→ **Prompt 1**:
In the Darren Bloor biography, rewrite the passage starting with "Darren Bloor (born" and going on through "series against Australia.", substituting "home town" for "hometown".
→ **Prompt 2**:
List each team in the Team column of the club table in the Darren Bloor biography, naming each one only once.
→ **Prompt 3**:
Write the next part of the Darren Bloor biography, picking up after its final sentence.

→ **Selected extract**:

▼

Darren Bloor

Personal information
- Born: 5 February 1963 (age 62) Oldham, England

Playing information
- Position: Scrum-half
Club
| Years | Team | Pld | T | G | FG | P |
| 1983–88 | Salford | 142 | 46 | 0 | 4 | 188 |
| 1988–89 | St Helens | 27 | 7 | 0 | 1 | 29 |
| 1989 | Swinton | 7 | 0 | 0 | 0 | 0 |
| 1990 | Salford | 1 | 0 | 0 | 0 | 0 |
|  | Total | 177 | 53 | 0 | 5 | 217 |
- Source:

= Darren Bloor =

British rugby league footballer

Darren Bloor (born 5 February 1963) is an English former rugby league footballer who played as a in the 1980s and 1990s. He spent most of his professional career with Salford, but also played for St Helens and Swinton.

==Playing career==
Born in Oldham, Bloor played rugby league in his hometown for Oldham St Annes, and also represented Great Britain at amateur level. He turned professional in August 1983, signing with Salford. He established himself as the club's first choice scrum-half during the 1984–85 season, and went on to make almost 150 appearances for the club.

He scored 14 tries in the 1985–86 season, impressing enough to earn a call-up to the 29-man Great Britain training squad in preparation for the upcoming 1986 Kangaroo tour. Despite a strong performance in a trial game, he was ultimately not selected for any games in the Test series against Australia.

▲

→ **Record extracts**:
▼

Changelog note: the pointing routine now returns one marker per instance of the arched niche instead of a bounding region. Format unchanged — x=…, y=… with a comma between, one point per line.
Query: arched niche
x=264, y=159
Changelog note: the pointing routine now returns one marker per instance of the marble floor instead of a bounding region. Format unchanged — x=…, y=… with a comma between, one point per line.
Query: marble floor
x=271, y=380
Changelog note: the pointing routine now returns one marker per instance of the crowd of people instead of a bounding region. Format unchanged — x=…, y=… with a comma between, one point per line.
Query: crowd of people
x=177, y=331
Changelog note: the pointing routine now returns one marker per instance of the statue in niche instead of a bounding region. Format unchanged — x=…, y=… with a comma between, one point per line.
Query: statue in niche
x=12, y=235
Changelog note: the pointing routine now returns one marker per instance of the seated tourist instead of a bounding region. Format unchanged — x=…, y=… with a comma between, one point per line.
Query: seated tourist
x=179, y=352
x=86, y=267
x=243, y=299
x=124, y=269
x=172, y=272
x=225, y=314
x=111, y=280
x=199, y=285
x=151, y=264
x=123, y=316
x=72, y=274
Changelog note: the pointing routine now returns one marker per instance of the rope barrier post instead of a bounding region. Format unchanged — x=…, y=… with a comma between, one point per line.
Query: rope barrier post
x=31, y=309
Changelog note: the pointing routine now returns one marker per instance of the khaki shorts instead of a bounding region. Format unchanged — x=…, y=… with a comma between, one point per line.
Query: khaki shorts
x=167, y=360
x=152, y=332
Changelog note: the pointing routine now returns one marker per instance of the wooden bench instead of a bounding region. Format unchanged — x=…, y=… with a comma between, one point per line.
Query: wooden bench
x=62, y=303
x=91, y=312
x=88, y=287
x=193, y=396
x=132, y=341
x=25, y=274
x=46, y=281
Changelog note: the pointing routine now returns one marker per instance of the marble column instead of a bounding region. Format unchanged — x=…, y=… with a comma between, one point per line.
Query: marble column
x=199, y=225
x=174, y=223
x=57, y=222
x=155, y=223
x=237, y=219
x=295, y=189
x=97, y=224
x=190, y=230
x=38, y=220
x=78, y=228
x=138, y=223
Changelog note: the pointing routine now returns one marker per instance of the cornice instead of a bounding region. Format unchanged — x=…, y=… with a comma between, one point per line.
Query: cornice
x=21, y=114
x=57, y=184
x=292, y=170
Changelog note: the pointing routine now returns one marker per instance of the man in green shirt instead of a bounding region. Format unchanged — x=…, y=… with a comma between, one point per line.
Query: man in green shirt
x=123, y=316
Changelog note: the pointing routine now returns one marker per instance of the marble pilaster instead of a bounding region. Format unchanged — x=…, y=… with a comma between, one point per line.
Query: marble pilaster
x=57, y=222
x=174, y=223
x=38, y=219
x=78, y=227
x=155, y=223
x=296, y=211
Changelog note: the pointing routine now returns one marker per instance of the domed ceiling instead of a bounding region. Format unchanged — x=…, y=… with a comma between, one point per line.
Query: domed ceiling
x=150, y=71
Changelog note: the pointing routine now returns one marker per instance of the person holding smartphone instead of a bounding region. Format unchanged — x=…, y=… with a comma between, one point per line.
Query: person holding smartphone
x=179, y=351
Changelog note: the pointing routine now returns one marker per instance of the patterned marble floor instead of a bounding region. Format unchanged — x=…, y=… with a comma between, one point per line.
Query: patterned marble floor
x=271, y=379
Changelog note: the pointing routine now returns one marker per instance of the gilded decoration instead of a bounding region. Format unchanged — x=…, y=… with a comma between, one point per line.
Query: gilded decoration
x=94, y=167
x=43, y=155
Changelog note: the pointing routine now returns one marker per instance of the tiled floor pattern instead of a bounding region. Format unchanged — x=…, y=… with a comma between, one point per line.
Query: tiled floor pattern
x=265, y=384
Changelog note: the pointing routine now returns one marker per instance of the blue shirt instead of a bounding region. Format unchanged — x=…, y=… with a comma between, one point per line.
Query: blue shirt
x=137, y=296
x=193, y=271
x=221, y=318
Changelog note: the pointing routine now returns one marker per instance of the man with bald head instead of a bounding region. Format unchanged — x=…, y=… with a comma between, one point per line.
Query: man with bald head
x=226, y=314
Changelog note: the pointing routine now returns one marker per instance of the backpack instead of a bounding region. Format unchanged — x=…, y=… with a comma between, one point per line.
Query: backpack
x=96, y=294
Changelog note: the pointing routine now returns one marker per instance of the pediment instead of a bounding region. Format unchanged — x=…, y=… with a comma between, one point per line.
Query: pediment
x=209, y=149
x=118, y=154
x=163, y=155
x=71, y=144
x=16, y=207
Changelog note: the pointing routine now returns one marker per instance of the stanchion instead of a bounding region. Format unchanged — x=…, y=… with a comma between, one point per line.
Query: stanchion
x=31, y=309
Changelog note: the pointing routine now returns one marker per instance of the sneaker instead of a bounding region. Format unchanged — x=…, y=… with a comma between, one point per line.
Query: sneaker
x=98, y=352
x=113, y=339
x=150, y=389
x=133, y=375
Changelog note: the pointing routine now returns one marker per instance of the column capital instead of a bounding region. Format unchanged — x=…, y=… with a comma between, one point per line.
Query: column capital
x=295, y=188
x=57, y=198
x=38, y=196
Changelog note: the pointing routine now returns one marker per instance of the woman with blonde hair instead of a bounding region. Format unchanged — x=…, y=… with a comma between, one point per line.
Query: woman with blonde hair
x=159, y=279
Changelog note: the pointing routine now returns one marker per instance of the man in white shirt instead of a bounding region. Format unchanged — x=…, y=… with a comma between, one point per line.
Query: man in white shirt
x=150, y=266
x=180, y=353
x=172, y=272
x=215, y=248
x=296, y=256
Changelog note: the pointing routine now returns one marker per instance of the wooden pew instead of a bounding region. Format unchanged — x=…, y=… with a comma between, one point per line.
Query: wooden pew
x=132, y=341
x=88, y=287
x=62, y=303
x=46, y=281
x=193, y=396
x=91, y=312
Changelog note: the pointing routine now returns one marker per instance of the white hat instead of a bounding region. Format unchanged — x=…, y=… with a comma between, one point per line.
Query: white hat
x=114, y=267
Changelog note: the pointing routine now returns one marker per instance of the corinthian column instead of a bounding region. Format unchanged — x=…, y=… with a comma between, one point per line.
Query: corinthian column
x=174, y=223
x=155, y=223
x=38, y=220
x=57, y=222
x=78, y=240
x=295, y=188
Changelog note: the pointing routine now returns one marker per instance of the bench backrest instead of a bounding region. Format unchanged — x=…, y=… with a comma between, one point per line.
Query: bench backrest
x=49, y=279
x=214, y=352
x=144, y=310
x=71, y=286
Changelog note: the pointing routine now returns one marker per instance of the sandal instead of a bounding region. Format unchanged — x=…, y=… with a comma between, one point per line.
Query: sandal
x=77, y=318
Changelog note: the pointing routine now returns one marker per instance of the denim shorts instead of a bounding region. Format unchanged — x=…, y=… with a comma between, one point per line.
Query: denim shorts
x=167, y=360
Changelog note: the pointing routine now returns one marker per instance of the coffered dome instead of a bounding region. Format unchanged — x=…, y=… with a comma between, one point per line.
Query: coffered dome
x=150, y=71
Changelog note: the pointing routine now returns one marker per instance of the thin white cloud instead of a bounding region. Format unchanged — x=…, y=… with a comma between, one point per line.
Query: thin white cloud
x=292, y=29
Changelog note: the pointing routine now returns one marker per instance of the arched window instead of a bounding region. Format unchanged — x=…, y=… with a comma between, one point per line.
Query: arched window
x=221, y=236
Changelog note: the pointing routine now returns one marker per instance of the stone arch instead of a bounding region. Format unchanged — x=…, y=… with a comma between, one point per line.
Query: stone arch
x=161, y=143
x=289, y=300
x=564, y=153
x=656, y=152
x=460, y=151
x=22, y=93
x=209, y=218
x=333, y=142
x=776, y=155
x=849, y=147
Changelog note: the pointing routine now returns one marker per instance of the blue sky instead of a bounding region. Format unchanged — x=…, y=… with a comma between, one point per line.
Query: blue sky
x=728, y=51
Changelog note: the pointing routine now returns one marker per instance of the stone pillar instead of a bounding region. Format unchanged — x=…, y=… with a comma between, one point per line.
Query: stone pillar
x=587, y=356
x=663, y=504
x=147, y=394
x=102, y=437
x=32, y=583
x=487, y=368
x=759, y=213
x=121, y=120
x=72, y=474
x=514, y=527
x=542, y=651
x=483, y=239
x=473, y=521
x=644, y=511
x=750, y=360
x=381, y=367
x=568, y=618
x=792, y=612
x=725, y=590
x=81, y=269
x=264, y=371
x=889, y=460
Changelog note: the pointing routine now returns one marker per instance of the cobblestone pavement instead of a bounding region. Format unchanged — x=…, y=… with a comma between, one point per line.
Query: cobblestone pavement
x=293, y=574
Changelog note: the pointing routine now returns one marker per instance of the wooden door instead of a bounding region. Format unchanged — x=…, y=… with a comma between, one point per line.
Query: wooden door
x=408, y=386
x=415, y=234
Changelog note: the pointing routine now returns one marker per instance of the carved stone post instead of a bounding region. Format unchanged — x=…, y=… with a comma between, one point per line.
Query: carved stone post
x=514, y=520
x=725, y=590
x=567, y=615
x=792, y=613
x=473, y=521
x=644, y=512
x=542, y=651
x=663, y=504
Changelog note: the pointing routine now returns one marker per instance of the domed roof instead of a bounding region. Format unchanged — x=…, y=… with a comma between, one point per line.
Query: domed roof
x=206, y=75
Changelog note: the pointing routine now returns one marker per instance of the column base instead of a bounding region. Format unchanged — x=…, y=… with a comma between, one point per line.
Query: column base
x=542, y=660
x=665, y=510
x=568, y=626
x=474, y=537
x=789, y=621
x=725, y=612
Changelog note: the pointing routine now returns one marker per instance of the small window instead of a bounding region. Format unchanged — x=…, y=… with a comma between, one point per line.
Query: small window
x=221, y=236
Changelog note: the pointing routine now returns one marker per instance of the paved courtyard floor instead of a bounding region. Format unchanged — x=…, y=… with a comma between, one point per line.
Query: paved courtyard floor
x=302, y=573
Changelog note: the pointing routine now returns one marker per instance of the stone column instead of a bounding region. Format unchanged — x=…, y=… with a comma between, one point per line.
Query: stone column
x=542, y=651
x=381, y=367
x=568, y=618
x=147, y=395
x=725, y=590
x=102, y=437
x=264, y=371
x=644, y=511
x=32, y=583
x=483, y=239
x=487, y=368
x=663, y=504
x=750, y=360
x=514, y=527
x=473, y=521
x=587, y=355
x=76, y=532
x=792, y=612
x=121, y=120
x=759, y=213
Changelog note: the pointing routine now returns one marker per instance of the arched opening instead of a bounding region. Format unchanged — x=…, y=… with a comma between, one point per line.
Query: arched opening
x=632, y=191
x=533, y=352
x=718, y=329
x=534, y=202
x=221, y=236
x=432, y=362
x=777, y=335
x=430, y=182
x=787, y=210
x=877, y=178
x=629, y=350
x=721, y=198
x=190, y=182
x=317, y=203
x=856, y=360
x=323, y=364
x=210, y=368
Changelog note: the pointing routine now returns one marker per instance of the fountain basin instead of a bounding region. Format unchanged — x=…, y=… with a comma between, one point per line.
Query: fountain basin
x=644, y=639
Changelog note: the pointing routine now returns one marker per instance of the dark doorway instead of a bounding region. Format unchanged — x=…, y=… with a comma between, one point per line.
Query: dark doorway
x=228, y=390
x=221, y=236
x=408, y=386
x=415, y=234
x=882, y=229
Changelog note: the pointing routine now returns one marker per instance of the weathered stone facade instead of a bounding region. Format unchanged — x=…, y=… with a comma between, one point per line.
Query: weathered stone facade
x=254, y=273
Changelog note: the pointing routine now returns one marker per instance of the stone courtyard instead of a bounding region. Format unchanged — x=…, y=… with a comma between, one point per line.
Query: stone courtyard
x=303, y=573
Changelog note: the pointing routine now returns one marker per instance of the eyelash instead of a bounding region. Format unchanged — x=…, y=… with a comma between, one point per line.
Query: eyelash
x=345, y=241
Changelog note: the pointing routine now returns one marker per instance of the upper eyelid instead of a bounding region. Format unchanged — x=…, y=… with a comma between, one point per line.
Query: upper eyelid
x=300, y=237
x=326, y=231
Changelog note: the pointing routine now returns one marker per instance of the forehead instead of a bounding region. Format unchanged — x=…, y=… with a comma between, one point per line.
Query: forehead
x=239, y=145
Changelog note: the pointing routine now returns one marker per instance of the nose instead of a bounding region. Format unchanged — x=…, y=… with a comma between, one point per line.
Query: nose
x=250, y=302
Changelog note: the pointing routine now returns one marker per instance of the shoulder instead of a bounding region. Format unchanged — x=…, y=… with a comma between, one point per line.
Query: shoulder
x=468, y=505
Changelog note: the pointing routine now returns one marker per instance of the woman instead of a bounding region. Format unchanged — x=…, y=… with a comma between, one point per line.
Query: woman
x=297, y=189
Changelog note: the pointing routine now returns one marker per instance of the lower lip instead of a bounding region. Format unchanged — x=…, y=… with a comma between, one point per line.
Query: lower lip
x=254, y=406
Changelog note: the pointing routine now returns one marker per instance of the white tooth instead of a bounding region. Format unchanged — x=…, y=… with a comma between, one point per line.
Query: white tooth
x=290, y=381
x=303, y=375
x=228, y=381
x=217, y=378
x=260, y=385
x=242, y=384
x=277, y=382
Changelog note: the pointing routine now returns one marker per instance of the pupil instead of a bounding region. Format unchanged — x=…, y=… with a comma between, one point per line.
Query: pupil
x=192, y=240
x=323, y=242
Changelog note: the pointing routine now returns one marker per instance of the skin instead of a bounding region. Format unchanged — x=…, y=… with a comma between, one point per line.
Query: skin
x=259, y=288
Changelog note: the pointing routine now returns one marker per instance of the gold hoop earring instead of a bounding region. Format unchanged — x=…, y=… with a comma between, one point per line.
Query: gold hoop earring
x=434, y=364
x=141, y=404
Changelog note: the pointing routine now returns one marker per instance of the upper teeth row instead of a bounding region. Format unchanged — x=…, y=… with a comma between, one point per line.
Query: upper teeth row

▲

→ **Task result 1**:
Darren Bloor (born 5 February 1963) is an English former rugby league footballer who played as a in the 1980s and 1990s. He spent most of his professional career with Salford, but also played for St Helens and Swinton.

==Playing career==
Born in Oldham, Bloor played rugby league in his home town for Oldham St Annes, and also represented Great Britain at amateur level. He turned professional in August 1983, signing with Salford. He established himself as the club's first choice scrum-half during the 1984–85 season, and went on to make almost 150 appearances for the club.

He scored 14 tries in the 1985–86 season, impressing enough to earn a call-up to the 29-man Great Britain training squad in preparation for the upcoming 1986 Kangaroo tour. Despite a strong performance in a trial game, he was ultimately not selected for any games in the Test series against Australia.

→ **Task result 2**:
Salford, St Helens, Swinton

→ **Task result 3**:
In 1987–88, he helped Salford reach the Challenge Cup semi-final, but was set to miss the game due to suspension. The ban was later successfully appealed, but he could not prevent the team's defeat to Wigan at Burnden Park.

In October 1988, Bloor was transferred to St Helens for a fee of £75,000, and made a try-scoring debut against Wakefield Trinity a couple of days later. He made his final appearance for the club in the 1989 Challenge Cup final at Wembley, coming off the bench in a 0–27 defeat against Wigan.

Bloor moved to Swinton the following season, before returning to his former club Salford a few months later. In April 1991, Bloor was diagnosed with cancer. Although the disease went into remission after treatment, he did not return to playing rugby league.